[[ SUPPLIED PASSAGE open ]]

The U.S. Food and Drug Administration report released Wednesday on the progress of its voluntary approach to reducing the use of antibiotics in farm animals shows the weakness of not requiring cuts in the drugs administered.

Natural Resources Defense Council said that the FDA’s voluntary plan won’t do anything to reduce antibiotic use in farm animals or slow the increase in antibiotic-resistant bacteria, which is a danger to human health.

“Animals will still be fed antibiotics daily even though they aren’t sick,” said Avinash Kar, the council’s health attorney. “Fixing the problem means curbing the misuse of these drugs. This plan is likely to lead to label changes [on animal medications], not a reduction in use.”

Kar said the FDA needs to dramatically reduce antibiotic use in animals.

He said the FDA is only limiting antibiotic use for growth promotion, but the same animals are given the same antibiotics because of the crowded conditions. Current levels of antibiotic use are likely to continue, Kar said, but with a different justification and label.

Kar said weaknesses in the FDA’s Guidance 213’s plan to carry out the voluntary program are:

  • It relies on corporate goodwill to voluntarily eliminate growth promotion uses of antibiotics. Companies that have signed up to participate could drop out at any time.
  • It fails to address the larger problem of reliance on these drugs to compensate for crowded conditions instead of the use of healthier management practices.
  • Antibiotic use in the feed of animals could continue without any reduction in use. Several drug companies participating in FDA’s program have said they don’t expect the guidance to affect their revenues.

About 80 percent of the antibiotics sold in the U.S. are for use in cows, chickens, pigs, and other farm animals.

[[ SUPPLIED PASSAGE closed ]]
[[ SOURCE INFORMATION open ]]

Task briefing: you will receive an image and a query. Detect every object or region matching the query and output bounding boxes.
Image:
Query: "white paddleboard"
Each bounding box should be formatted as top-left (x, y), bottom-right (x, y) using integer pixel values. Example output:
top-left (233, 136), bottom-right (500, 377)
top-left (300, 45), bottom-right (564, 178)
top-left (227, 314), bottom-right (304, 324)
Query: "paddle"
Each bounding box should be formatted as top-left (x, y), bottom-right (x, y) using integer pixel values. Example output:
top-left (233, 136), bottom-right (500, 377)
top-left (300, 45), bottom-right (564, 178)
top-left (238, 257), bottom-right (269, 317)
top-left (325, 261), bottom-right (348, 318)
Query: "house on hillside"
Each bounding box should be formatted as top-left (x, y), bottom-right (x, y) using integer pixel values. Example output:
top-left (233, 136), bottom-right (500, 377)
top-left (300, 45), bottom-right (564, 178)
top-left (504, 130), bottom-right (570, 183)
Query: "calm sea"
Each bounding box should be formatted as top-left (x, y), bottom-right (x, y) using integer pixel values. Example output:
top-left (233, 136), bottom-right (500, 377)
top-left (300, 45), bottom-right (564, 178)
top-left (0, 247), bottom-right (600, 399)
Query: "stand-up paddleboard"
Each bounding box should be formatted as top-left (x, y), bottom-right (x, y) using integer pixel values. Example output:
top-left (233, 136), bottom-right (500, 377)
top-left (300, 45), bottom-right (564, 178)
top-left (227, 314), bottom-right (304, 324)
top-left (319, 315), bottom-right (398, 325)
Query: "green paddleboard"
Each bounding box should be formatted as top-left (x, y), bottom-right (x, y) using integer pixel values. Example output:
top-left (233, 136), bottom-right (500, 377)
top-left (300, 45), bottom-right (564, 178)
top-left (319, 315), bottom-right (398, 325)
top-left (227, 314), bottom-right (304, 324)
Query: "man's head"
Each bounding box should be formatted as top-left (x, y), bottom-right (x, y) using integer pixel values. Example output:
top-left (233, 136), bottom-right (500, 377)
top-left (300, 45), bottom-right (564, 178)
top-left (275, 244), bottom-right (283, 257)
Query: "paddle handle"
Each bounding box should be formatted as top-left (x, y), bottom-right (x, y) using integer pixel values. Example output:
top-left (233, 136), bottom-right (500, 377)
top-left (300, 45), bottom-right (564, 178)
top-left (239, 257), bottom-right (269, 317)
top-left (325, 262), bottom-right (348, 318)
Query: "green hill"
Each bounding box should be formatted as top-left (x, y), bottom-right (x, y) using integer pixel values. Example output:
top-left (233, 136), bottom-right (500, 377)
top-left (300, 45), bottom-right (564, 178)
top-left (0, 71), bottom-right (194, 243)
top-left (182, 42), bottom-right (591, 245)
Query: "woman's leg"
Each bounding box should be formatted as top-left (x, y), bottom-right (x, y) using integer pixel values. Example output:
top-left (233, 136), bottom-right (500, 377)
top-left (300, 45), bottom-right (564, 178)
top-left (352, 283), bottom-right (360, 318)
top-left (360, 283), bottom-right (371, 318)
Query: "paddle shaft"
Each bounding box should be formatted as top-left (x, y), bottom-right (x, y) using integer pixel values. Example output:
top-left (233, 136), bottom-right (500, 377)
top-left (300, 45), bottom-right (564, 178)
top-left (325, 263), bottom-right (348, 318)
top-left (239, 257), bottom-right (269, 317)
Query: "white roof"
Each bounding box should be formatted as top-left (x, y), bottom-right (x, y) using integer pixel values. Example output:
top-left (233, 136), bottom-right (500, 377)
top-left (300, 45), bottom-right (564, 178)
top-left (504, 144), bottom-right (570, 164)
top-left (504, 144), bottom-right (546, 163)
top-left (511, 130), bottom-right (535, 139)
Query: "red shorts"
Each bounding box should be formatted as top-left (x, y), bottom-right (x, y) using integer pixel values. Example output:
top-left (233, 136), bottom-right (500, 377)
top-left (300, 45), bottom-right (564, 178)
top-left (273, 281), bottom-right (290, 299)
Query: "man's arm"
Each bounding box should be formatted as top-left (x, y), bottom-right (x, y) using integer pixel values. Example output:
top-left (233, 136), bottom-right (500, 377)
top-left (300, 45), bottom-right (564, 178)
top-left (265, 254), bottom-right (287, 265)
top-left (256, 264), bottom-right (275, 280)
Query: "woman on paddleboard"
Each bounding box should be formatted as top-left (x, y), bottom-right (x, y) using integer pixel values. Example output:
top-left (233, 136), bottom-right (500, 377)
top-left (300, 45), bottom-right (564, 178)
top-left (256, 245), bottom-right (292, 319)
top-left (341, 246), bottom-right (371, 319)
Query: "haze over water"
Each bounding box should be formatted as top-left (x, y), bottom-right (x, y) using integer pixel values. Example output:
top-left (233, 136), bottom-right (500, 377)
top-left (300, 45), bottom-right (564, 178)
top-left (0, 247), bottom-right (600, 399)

[[ SOURCE INFORMATION closed ]]

• _WHAT YOU SHOULD DO_: Transcribe the passage on the FDA's voluntary antibiotics plan from "Kar said the" up to and including "at any time.".

• _ANSWER TO THE PROBLEM_:
Kar said the FDA needs to dramatically reduce antibiotic use in animals.

He said the FDA is only limiting antibiotic use for growth promotion, but the same animals are given the same antibiotics because of the crowded conditions. Current levels of antibiotic use are likely to continue, Kar said, but with a different justification and label.

Kar said weaknesses in the FDA’s Guidance 213’s plan to carry out the voluntary program are:

  • It relies on corporate goodwill to voluntarily eliminate growth promotion uses of antibiotics. Companies that have signed up to participate could drop out at any time.